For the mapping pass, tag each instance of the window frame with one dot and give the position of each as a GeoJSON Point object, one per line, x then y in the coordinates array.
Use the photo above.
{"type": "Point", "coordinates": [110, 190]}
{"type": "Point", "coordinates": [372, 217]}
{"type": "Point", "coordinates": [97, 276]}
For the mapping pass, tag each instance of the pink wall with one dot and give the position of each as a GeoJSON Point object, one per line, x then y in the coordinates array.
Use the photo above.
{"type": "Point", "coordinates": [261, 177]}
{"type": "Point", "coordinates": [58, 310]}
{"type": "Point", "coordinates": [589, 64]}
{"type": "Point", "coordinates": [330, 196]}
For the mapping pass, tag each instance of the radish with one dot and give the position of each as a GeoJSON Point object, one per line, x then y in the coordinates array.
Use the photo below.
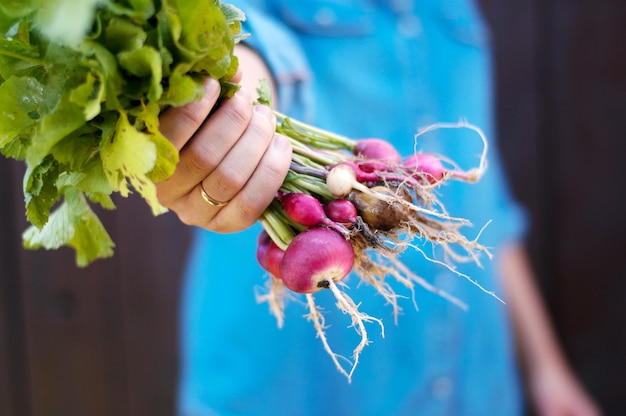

What you are asked to do:
Update the records from the line that has "For the mapping pass, tag each instance of the radish" through the end, swapping "radish" for "turnip" and keeping everything else the same. Leave the pictures out of your answer.

Solved exercise:
For the mapping pass, tag each instance of the turnip with one dot and give the position of each as a GeoJSON Point object, one per line, x then y in the coordinates array.
Use the photo below.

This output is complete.